Saturday, 9 June 2012

Ich liebe und hasse Berlin

On our drive from Prague to Berlin we paid a flying visit to Dresden. A visit that was much too short!

On driving into Dresden we weren't sure where we were in relation to the city centre and stopped outside a hotel. Jim went in to ask the receptionist if she could direct us to the centre, she looked at him with a perplexed expression and said, 'You are in it.' Thankfully she gave him a map.

Dresden is very pretty, with gorgeous buildings and views at every turn, from the Zwingerteich through the Augustusstrasse to Frauenkirche and beyond and we were blown away. Unfortunately we left the camera in the car so we cannot share the sights with you. After two hours, a whistle stop tour, coffee and plum crumble with cream, we set off again.

It began to rain and the nearer to Berlin we got the lower and darker the skies got, the heavier the rain became and the lower the temperature dropped. Our apartment, owned, with several others, by an Australian architect working in Berlin, was on Hermannstrasse which turned out to be about 5 miles long and it took us ages to understand the way the buildings were numbered and hence to find the place. Finally we pulled outside one of those massive, grim, dull German concrete buildings to be met by Thomas, the housekeeper. He showed us into a delightful little apartment. We had a good old chat and a bit of a giggle with him for half an hour then he disappeared and came back with a bottle of wine for us! What a nice man!

Actually, my husband and I have decided we are quite nice too. Why are you laughing? Everywhere we have been we have got on splendidly with people and in every apartment we have had lovely personal gifts of food and wine and some great follow-up e-mails. Anyway enough of blowing our own trumpets. Let me tell you about our impressions of Berlin.

The first part of the week we hated it, couldn't find any redeeming features at all and didn't understand what the fuss was about. The latter part of the week things improved somewhat as we explored further afield and got out into some busy suburbs.

We are staying in an area between Kreuzberg and Neukolln, a multi-cultural area, with busy shops and restaurants of all types. The buildings are not pretty, in fact they are downright ugly, great big apartment blocks, covered in graffiti. First impressions weren't great as we went food shopping on Monday. It was a day for getting our bearings, doing mountains of washing and generally relaxing after stints in hotels.

* Work to complete *
a. According to the Berlin travel entry, who owned the apartment on Hermannstrasse?
b. Pick up the Berlin travel entry where it stops and continue it.
The material that comes after this point is separate from the Berlin travel entry.

* Supplied data *

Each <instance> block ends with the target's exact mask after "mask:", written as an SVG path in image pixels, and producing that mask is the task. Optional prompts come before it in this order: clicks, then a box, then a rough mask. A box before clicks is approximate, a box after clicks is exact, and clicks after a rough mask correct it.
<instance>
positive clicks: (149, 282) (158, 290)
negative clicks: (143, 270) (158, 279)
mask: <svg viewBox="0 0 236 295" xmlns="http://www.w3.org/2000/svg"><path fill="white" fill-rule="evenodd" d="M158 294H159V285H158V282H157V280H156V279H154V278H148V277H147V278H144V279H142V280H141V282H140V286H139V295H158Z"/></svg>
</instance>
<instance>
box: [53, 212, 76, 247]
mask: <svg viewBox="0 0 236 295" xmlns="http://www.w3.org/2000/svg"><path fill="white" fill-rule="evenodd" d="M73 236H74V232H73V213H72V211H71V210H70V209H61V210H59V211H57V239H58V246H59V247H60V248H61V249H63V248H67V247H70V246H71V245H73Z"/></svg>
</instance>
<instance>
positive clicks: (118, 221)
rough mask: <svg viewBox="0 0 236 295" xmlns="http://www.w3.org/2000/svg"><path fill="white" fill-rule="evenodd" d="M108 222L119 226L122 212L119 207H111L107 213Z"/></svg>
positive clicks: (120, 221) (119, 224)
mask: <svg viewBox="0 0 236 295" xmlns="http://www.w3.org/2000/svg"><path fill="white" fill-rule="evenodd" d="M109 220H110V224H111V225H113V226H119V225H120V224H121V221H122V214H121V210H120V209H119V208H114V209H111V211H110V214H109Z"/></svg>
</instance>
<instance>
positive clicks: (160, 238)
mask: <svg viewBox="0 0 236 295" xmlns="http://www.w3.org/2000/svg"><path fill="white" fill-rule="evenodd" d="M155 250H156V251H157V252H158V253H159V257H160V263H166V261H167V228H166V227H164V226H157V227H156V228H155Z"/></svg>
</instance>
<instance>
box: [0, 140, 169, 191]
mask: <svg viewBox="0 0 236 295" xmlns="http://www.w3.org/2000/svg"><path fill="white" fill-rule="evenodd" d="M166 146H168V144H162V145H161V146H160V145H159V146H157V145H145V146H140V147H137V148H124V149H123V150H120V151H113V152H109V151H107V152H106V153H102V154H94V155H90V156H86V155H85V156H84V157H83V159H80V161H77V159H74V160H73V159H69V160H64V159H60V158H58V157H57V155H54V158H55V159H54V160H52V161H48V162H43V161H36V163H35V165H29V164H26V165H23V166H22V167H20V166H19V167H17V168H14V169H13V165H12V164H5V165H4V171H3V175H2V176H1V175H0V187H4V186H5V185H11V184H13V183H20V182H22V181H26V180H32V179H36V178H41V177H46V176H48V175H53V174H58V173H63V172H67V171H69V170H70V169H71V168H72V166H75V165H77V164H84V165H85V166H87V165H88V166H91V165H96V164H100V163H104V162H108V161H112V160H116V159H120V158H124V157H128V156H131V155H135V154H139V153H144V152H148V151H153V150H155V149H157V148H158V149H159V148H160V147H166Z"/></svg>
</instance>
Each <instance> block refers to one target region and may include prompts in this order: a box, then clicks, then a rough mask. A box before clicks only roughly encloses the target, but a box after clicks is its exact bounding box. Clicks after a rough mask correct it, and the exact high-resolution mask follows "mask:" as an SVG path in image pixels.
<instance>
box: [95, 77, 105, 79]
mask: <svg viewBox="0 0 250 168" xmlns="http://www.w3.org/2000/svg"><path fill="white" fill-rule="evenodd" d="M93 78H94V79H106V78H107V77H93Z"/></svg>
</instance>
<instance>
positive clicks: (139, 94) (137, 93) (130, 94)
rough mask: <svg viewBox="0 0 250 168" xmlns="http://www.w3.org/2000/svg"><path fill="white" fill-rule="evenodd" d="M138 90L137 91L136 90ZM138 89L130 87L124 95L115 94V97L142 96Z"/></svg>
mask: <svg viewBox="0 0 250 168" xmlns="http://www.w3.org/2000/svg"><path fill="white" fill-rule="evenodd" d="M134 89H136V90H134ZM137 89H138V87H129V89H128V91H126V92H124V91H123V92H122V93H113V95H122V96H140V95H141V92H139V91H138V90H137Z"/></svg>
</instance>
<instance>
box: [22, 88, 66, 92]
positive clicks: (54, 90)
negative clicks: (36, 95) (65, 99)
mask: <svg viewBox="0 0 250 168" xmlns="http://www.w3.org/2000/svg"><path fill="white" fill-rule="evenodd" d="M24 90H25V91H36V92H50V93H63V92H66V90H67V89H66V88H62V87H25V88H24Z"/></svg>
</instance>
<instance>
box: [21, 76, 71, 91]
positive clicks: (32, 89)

* Results in order *
a. An Australian architect working in Berlin owned it, along with several other apartments.

b.
On Tuesday we took the U to Alexanderplatz which is a commercial square and the main travel hub and therefore many people's first introduction to Berlin. It is dire, with stark monstrosities of buildings, miles of concrete paving and lacks any buzz or warmth. There is graffiti and rubbish everywhere and groups of people drinking all over the place. Uggh. As Berlin is quite spread out we decided to take a sightseeing tour on an open- top bus, if only to help us decide where we wanted to explore further.


Brandenburg Gate was overlooked by cranes and scaffolding.


The Reichstag looked impressive, particularly Norman Foster's dome but we couldn't get in it, tours are booked up weeks in advance. Wish we'd known that, we could have booked it ages ago.



This sculpture represents the unification of West and East Berlin.


Street art? Painted in different colours the service pipes are above ground. There are loads of world class museums and art galleries in Berlin, along with the cathedral and several unusual churches but neither of us felt inclined to visit these places. Who comes to Berlin to look at Egyptian artefacts? The grand palaces and churches are located on Unter den Linden, however they are difficult to see as Unter den Linden is Unter den Scaffolding.

We returned on Wednesday and visited the reconstruction of the Cold War crossing point Checkpoint Charlie, there are loads of display boards nearby which document the division between East and West Germany, the construction of the Berlin Wall, people who died trying to escape, it's downfall, reunification and looking towards the future.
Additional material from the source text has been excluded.